▶ **GIVEN EXERCISE**: Copy every line of the data below verbatim, changing no character and leaving nothing out.
>> Start
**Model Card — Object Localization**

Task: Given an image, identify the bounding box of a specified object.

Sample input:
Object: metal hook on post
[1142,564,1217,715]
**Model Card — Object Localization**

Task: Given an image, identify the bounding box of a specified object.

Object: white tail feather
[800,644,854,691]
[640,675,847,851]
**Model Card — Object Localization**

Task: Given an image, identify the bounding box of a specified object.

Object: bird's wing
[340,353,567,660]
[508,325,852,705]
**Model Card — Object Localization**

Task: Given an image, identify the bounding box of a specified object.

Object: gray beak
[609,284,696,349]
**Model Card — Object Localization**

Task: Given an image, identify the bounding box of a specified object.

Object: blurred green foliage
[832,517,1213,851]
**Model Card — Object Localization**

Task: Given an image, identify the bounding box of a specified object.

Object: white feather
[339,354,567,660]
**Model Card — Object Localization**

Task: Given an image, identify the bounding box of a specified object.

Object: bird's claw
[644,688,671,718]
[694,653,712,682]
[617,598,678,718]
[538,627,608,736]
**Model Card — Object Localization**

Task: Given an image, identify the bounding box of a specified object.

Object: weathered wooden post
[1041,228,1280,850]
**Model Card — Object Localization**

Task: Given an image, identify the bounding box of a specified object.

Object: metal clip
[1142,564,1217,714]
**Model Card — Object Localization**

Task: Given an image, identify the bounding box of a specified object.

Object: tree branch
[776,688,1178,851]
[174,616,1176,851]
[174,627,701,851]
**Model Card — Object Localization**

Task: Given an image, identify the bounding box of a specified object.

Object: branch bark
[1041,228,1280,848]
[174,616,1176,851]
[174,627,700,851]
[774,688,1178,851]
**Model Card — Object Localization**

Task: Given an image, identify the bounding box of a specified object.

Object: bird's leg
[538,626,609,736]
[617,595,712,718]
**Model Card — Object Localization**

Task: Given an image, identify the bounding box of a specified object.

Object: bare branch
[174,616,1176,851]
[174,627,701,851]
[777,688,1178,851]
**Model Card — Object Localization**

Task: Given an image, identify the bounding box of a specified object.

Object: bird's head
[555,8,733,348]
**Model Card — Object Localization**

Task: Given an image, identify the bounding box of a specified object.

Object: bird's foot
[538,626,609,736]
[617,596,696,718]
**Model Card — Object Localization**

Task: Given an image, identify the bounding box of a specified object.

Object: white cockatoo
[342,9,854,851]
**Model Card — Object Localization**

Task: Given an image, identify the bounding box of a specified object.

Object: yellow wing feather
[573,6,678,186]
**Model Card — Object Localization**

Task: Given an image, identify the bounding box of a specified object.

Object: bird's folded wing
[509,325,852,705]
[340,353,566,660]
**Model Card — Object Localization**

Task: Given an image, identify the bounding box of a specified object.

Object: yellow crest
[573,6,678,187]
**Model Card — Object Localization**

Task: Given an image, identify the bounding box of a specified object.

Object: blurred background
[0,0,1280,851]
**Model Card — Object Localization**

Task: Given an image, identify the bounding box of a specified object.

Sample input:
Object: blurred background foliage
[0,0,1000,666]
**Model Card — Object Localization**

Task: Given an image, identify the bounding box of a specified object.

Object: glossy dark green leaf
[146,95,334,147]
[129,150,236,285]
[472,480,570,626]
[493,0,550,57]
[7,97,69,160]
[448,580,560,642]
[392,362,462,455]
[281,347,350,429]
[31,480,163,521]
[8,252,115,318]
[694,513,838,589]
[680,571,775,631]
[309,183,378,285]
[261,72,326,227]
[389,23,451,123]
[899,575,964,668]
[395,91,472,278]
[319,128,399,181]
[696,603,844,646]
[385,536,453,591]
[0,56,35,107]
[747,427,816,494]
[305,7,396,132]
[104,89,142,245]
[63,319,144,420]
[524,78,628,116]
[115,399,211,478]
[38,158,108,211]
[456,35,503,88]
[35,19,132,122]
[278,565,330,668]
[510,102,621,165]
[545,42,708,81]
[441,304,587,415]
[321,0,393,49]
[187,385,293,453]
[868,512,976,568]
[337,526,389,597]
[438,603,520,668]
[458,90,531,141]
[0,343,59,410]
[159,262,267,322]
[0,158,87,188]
>> End
▶ **RESULT BELOW**:
**Model Card — Object Localization**

Task: Given an image, identify the bounding box of a specified object.

Sample input:
Object: metal hook on post
[1142,564,1217,715]
**Model Card — Object Localization**

Task: Given an image, identify the bounding box of a specified object.

Object: white tail feather
[800,644,854,691]
[640,675,847,851]
**Model Card — Object Localization**

Task: Given an image, identify the bounding box of a specified object.

Object: bird's wing
[340,353,567,660]
[508,325,852,705]
**Model Card — Object Localization**

Task: Given an image, identify the bounding box of a specified object.

Object: gray beak
[609,284,696,349]
**Model Card — Object Localization**

Task: Given an image, identify the bounding box of a specified object.

Object: blurred green foliage
[832,517,1213,851]
**Model Card — Object Localization**

Task: Given an image, identify the bounding box of a specified object.

Object: white feather
[339,354,567,660]
**Model Card — Object Localization**

Task: Given an image, identify the bounding box of a specified object.

Object: bird's claw
[644,688,671,718]
[694,653,712,682]
[617,598,678,718]
[538,627,608,736]
**Model Card — Object Localization**

Task: Given an image, identify the bounding box of a specified object.

Object: weathered wooden post
[1041,228,1280,850]
**Model Card — Object Localization**

Task: Given an image, identify the bounding box of a specified object.

Object: metal clip
[1142,564,1217,714]
**Model Card — Object Localization**

Task: Given an image, identify the bounding box of a specified object.

Object: tree branch
[776,688,1178,851]
[174,616,1176,851]
[174,627,701,851]
**Model Card — Object Localization**

Task: Given an image, identify the bounding box of a specified object.

Object: branch bark
[1041,228,1280,848]
[174,616,1176,851]
[174,627,700,851]
[774,688,1178,851]
**Model Card — Object Localization**

Task: Given an image, identify the bounding box of a specified object.

Object: bird's leg
[538,626,609,736]
[617,595,712,718]
**Model Card — Object Localization**

Task: Given an image, identify the bounding box of a specified object.

Object: bare branch
[174,616,1176,851]
[174,627,701,851]
[777,688,1178,851]
**Model Card — Object Localization**

Task: Given an image, identify the bounding box of a specified object.

Object: bird's head
[555,8,733,348]
**Model Card — Object Localization**

Task: Given an image, identify the bounding box of a specified object.

Object: bird's foot
[538,626,609,736]
[617,596,696,718]
**Model Card — Object Localization**

Task: Given an image, identify the bounding box of a specified object.

Object: white cockatoo
[342,9,854,851]
**Model Card — Object Localization**

Task: Given an image, identify the bounding box of a specified object.

Object: yellow wing feather
[573,6,678,186]
**Model Card — Object Localization**

Task: Given an image, identify the bounding box of a specified object.

Object: bird's folded wing
[509,325,852,705]
[340,353,566,660]
**Model Card — Object Localization**

Task: Given an image, identify the bounding box of a specified object.

Object: yellow crest
[573,6,678,187]
**Model Card — Object Localization**

Task: Given an image, identify the bounding box of a specified object.

Object: blurred background
[0,0,1280,851]
**Model Card — Object Localization**

Task: Given an image, identify the bounding box of a specified object.

Sample input:
Object: blurred background foliage
[0,0,1000,666]
**Model Card — Object Localization**

Task: Given an image, identify the bounding box of a specified object.

Object: glossy dark green leaf
[146,95,334,147]
[129,150,236,285]
[472,480,570,626]
[493,0,550,57]
[7,97,69,160]
[448,580,560,642]
[392,362,462,455]
[281,347,350,429]
[31,480,163,521]
[8,252,115,318]
[694,513,838,589]
[680,571,775,631]
[309,183,378,285]
[261,72,326,227]
[389,23,451,123]
[899,575,964,668]
[395,91,472,278]
[319,128,399,181]
[696,603,844,646]
[385,536,453,591]
[0,56,35,107]
[747,427,816,494]
[305,7,396,132]
[104,89,142,245]
[63,319,144,420]
[524,78,628,116]
[115,399,211,478]
[38,158,108,211]
[456,35,503,88]
[35,19,132,122]
[278,565,330,668]
[510,102,621,165]
[545,42,708,81]
[441,304,587,415]
[321,0,393,49]
[187,385,293,453]
[868,512,976,568]
[337,526,389,597]
[438,603,520,668]
[458,90,531,141]
[0,343,59,410]
[159,262,267,322]
[0,158,87,188]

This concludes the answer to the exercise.